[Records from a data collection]
---*---

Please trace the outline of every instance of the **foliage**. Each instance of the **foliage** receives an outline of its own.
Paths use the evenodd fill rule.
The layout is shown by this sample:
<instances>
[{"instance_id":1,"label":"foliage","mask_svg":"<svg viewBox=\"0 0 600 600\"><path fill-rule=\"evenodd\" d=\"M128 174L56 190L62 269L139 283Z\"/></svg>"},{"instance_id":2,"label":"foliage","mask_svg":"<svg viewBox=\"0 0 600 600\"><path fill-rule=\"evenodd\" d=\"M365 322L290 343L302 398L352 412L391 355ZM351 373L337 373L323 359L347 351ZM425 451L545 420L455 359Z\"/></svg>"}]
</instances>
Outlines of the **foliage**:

---*---

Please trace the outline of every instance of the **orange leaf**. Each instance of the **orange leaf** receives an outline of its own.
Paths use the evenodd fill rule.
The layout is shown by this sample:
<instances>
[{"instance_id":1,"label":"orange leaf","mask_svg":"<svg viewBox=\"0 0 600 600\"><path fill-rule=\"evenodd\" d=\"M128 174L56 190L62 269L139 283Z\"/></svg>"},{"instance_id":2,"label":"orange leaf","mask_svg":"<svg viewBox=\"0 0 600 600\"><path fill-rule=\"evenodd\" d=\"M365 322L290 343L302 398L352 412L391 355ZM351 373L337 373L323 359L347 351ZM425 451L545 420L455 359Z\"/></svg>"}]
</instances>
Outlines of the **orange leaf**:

---*---

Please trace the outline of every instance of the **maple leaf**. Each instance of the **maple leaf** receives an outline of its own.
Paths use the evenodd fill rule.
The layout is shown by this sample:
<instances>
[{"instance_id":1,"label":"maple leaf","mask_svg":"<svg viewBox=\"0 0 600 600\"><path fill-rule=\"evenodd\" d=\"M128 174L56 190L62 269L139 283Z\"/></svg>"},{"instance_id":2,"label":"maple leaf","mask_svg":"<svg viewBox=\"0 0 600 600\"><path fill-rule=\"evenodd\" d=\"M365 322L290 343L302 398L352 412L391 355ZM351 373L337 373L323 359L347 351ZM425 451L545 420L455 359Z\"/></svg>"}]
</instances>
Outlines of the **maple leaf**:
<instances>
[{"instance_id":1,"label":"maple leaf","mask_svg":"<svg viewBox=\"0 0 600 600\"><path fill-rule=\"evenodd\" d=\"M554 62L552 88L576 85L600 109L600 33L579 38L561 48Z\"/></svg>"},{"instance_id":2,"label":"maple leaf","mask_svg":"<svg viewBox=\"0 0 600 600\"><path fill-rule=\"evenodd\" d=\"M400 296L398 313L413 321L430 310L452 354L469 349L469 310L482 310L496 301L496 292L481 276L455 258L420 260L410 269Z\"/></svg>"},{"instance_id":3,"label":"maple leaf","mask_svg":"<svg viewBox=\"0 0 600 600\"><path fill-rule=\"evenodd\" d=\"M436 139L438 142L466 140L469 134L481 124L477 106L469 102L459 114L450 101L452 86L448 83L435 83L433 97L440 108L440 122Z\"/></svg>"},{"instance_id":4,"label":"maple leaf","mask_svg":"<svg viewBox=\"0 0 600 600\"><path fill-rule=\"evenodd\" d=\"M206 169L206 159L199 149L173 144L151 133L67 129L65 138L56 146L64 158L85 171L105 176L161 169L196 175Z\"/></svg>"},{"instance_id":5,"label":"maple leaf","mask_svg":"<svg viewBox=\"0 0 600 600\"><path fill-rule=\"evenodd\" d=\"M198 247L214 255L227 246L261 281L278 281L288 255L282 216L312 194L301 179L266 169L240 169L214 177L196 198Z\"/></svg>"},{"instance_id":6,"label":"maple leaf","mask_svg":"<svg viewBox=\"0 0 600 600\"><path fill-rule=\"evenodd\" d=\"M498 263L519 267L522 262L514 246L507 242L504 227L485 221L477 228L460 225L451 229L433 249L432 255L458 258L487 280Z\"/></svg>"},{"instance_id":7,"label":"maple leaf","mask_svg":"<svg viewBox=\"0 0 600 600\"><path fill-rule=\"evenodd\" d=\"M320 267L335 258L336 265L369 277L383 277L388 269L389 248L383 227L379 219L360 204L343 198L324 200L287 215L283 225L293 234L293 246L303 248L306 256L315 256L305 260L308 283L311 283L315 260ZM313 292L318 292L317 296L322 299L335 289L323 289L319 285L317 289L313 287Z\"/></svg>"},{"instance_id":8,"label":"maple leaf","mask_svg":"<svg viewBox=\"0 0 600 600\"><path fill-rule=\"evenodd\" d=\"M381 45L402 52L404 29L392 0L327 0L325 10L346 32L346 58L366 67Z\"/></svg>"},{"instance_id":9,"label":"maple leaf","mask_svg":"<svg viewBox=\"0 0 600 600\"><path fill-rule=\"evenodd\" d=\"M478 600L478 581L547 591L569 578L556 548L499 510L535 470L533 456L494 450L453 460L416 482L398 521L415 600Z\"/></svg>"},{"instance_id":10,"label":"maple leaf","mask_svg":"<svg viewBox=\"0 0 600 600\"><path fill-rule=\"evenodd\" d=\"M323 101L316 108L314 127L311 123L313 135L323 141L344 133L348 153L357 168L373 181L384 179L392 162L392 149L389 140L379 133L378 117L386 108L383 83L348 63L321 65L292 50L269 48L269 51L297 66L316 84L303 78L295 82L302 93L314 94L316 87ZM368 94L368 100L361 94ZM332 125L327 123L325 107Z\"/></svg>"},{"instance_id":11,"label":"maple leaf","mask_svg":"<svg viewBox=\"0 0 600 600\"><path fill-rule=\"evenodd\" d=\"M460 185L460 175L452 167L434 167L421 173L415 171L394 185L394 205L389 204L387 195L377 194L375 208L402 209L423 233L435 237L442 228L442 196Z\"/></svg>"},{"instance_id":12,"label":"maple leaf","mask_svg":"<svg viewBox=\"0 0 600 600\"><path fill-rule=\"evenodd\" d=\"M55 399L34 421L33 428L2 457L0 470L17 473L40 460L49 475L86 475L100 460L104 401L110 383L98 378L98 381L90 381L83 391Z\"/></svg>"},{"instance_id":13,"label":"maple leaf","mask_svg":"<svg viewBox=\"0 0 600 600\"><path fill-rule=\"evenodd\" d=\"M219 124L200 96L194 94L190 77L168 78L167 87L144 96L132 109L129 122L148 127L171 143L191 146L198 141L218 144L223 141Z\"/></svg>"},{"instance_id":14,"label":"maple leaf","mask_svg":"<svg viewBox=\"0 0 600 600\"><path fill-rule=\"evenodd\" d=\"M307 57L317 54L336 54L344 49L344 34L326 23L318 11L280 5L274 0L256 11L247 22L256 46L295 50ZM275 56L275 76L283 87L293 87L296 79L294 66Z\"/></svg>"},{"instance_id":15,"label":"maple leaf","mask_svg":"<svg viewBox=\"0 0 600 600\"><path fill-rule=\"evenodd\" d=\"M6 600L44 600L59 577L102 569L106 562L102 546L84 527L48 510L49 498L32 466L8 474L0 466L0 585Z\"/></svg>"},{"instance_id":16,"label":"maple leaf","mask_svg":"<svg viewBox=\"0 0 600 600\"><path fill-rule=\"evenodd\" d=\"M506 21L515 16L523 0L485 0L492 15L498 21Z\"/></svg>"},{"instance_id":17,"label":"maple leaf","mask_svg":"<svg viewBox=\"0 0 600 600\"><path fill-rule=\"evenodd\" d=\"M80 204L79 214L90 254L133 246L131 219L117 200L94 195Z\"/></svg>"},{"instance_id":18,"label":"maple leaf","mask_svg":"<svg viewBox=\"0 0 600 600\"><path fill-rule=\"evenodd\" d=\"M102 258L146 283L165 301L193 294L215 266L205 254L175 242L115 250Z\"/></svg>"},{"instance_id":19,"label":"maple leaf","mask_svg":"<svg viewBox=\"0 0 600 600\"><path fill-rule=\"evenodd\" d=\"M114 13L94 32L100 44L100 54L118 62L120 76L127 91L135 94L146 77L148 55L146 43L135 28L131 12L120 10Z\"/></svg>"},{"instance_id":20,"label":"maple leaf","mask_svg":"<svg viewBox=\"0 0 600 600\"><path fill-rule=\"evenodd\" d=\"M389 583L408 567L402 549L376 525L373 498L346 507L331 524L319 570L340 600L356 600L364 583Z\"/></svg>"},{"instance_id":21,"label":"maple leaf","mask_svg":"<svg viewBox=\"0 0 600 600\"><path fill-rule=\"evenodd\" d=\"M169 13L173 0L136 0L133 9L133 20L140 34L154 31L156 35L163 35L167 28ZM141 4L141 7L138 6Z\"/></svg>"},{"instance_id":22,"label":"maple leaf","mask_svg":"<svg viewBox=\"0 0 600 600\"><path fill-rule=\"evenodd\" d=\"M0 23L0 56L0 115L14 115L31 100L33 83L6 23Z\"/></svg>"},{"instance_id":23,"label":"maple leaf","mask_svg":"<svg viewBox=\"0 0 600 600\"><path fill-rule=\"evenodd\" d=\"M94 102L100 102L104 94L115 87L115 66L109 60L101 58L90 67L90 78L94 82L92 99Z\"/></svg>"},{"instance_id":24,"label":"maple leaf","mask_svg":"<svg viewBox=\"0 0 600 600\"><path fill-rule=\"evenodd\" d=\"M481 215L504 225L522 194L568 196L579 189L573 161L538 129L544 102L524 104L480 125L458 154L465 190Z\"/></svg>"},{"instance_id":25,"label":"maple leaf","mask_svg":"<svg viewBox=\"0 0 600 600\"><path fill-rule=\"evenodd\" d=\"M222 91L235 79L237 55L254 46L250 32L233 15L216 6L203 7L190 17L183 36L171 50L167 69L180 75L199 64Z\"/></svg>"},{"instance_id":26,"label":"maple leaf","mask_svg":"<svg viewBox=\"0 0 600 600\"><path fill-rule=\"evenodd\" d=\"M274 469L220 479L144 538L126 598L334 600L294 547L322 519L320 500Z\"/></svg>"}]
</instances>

---*---

*Work order:*
What is the number of lines in the data that include "receives"? Answer with that number alone.

*Task result:*
3